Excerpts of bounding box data
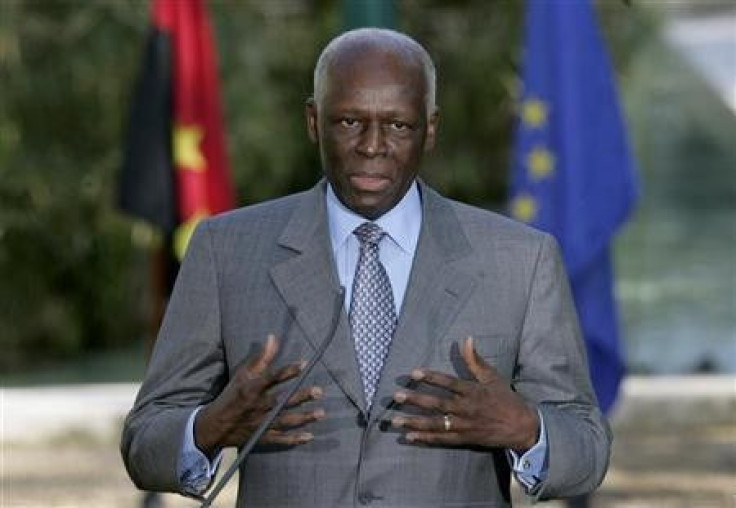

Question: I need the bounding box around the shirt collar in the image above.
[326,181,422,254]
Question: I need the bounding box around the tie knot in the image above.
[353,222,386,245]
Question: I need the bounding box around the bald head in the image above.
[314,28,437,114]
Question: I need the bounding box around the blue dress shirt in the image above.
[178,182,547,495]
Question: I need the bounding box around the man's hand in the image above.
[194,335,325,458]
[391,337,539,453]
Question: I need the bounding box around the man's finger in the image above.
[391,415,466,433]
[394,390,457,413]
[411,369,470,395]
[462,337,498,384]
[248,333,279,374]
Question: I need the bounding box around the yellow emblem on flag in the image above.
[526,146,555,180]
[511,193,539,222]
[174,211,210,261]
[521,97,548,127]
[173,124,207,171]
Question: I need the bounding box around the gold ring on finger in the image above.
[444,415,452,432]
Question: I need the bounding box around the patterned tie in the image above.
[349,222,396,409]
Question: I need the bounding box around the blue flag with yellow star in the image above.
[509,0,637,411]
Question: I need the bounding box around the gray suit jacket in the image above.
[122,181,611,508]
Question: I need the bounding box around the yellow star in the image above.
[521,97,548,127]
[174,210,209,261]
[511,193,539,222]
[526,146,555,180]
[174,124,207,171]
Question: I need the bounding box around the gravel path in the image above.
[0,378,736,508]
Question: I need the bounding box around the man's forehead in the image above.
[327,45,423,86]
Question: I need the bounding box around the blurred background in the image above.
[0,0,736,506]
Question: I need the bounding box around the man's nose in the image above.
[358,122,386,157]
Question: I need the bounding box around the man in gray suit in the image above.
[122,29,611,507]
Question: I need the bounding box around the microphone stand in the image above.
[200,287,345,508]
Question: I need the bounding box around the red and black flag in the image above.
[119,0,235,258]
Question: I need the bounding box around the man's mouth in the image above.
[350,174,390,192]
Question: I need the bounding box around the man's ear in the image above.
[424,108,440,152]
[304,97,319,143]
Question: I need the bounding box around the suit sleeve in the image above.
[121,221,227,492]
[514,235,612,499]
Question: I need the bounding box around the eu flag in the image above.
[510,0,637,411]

### WHAT IS ASKED
Rewrite all of the rows above as a numbered list, one line per item, skipping any blank lines. Leave the pictures out of your answer.

### WRITTEN RESPONSE
1. Question: I need the bounding box around the shirt collar in the image above.
2. [326,181,422,254]
3. Question: I need the bounding box around the tie knot in the image above.
4. [353,222,386,245]
5. Question: I need the bounding box around the bald head in the image above.
6. [314,28,437,114]
7. Question: I need the bounding box around the blue dress shirt in the image above.
8. [178,182,547,495]
9. Question: I need the bounding box around the man's hand in the image above.
10. [194,335,325,458]
11. [391,337,539,453]
12. Question: I need the bounding box around the man's finger in the image above.
13. [391,415,466,433]
14. [394,390,457,413]
15. [411,369,470,395]
16. [462,337,498,384]
17. [248,333,279,374]
18. Question: I need the bounding box around the yellow emblem on flag in the image above.
19. [526,146,555,180]
20. [511,193,539,222]
21. [174,211,210,261]
22. [521,97,548,127]
23. [173,124,207,171]
24. Question: I need the bounding box around the gold ring on finger in the image above.
25. [444,415,452,432]
26. Question: I need the bounding box around the patterned tie in the image above.
27. [349,222,396,409]
28. Question: I need the bounding box around the blue flag with yellow star in the image above.
29. [509,0,637,411]
30. Question: I need the bounding box around the gray suit jacket in the image above.
31. [122,181,611,508]
32. Question: I need the bounding box around the yellow star in the image above.
33. [521,97,548,127]
34. [174,210,209,261]
35. [511,193,539,222]
36. [526,146,555,180]
37. [174,124,207,171]
38. Question: I need the bounding box around the gravel path in the image above.
39. [0,378,736,508]
40. Question: I need the bounding box around the man's forehead in the image above.
41. [327,45,423,86]
42. Question: I need the bounding box around the blurred background in the image above.
43. [0,0,736,506]
44. Question: I need the bounding box around the man's nose in the image above.
45. [358,122,386,157]
46. Question: I need the bounding box around the man in gray suit in the image above.
47. [122,29,611,507]
48. Question: I need the bounding box around the microphone stand in the image above.
49. [200,287,345,508]
50. Question: I need the bounding box around the red and black flag in the image above.
51. [119,0,235,258]
52. Question: I need the bounding box around the man's mouth in the image above.
53. [350,174,390,192]
54. Question: I need the bounding box around the man's ear in the image above.
55. [424,108,440,152]
56. [304,97,319,143]
57. Question: I need the bounding box around the suit sleeve in the image above.
58. [121,221,227,492]
59. [514,235,612,499]
60. Question: I need the bounding box around the eu flag in the image above.
61. [510,0,637,411]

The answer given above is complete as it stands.